* [Provided text]
^^^^^^^^^^^^^^^^

Is the continued receipt of long-term disability (“LTD”) benefits evidence that one’s contract of employment has become legally “frustrated”? In the case of Roskaft v. RONA Inc., 2018 ONSC 2934 (CanLII) the Honourable Justice Andra Pollak said yes.
The facts of the case can be summarized as follows:
- Employee commences employment with a predecessor company of the defendant employer, RONA on September 16, 2002.
- On September 28, 2012, he started a leave of absence for a medical condition.
- He eventually goes off on LTD.
- He stays on LTD.
- No one ever asks him how he is doing.
- The employer then terminates the employee’s employment on the basis that he has been on LTD for too long, without asking him anything.
- In court, the employee says that if his employer had asked, he would have said he was able to work.
- The employee nonetheless continued to receive LTD, including to the date of hearing.
The case came before the court by way of a summary judgment motion by RONA, seeking the dismissal of the plaintiff’s claim for wrongful dismissal damages.
In reviewing the applicable law, Justice Pollak observed:
 In the case of Ciszkowski v. Canac Kitchens, a division of Kohler Canada Co., 2015 ONSC 73 (CanLII), relied on by the Plaintiff, the court stated that:
 Frustration of an employee’s contract is always established with reference to the time of dismissal. In pleading frustration, an employer is entitled to rely on post-termination evidence not in its possession at the time of dismissal so long as it relates to the nature and extent of an employee’s disability at the time of dismissal. The “evidence subsequently disclosed” should shed light on the nature and extent of the employee’s disability at the time of an employee’s dismissal. An employer is not entitled to rely on evidence that relates to the post-termination nature and extent of an employee’s disability if that evidence is not relevant to the dismissal date. To allow an employer to succeed in pleading frustration on the basis of such evidence would be neither fair nor reasonable.
 The Court must determine whether, on the basis of the evidence before it, a determination can be made on whether at the time of the Plaintiff’s termination of employment there was no reasonable likelihood that he would be able to return to work within a reasonable period of time.

^^^^^^^^^^^^^^^^

* [Collected data]

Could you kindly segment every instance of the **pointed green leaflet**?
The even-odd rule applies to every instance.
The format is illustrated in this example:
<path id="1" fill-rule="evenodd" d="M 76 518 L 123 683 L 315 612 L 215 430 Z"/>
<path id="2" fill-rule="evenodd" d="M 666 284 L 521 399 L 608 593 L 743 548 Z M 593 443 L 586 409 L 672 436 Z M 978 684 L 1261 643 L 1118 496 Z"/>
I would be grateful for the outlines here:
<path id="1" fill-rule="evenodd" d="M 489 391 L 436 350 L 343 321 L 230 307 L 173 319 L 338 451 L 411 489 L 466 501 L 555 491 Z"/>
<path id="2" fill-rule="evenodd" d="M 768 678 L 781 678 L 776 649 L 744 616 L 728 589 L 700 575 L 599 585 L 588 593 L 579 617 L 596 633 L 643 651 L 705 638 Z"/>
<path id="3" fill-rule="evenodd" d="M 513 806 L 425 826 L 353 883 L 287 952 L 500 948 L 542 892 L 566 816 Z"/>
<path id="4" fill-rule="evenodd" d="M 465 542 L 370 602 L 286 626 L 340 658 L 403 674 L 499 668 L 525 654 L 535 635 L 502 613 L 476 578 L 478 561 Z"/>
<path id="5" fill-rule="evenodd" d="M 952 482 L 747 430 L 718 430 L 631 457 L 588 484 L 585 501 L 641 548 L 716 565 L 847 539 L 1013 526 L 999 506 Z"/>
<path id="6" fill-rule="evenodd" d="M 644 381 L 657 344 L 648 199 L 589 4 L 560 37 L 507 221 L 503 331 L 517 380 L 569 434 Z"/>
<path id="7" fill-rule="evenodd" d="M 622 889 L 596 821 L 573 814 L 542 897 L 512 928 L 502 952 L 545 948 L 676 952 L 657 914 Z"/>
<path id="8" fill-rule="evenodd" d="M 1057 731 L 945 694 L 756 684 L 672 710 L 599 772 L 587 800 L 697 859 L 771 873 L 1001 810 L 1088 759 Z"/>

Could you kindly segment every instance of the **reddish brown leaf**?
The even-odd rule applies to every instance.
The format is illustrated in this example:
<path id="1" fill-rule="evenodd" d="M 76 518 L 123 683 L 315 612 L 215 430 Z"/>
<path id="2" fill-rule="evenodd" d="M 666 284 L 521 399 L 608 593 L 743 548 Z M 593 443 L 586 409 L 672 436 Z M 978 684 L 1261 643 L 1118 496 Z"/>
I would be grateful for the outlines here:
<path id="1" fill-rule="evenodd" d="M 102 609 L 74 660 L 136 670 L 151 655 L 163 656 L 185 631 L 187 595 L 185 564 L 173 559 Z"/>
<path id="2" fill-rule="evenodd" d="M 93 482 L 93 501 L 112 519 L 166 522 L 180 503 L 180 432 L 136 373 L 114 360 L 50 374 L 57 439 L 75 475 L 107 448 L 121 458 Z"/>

^^^^^^^^^^^^^^^^

* [List of tasks]
A) Reproduce the portion of the passage on long-term disability and contract frustration starting with "- In court, the" and going on through "wrongful dismissal damages.".
B) Extend the passage on long-term disability and contract frustration from the point where it stops.

* [Answers for the tasks]
A)
- In court, the employee says that if his employer had asked, he would have said he was able to work.
- The employee nonetheless continued to receive LTD, including to the date of hearing.
The case came before the court by way of a summary judgment motion by RONA, seeking the dismissal of the plaintiff’s claim for wrongful dismissal damages.

B)
 Although both parties have, to some extent, characterized the dispute before the Court as a dispute regarding whose obligation it is to submit or to request medical information, the Court’s determination of the central issue with respect to the reasonable likelihood of a return to work within a reasonable period of time is, in my view, guided by a consideration of the totality of the available evidence.
In reviewing the evidence that was before her, Justice Pollak noted at paragraph 23 of her reasons for decision:
The evidence is that as of the hearing of this motion, the Plaintiff is still being paid LTD benefits and has never taken the position, since he has being receiving benefits, that he does not continue to be totally disabled and is able to do any work. I find that the post-termination evidence does “shed light on the nature and extent of the employee’s disability at the time of an employee’s dismissal.” This evidence contradicts the Plaintiff’s assertion that had RONA or Sun Life asked for further medical evidence at the time of his termination of employment, he would have provided it and he would have been able to return to work.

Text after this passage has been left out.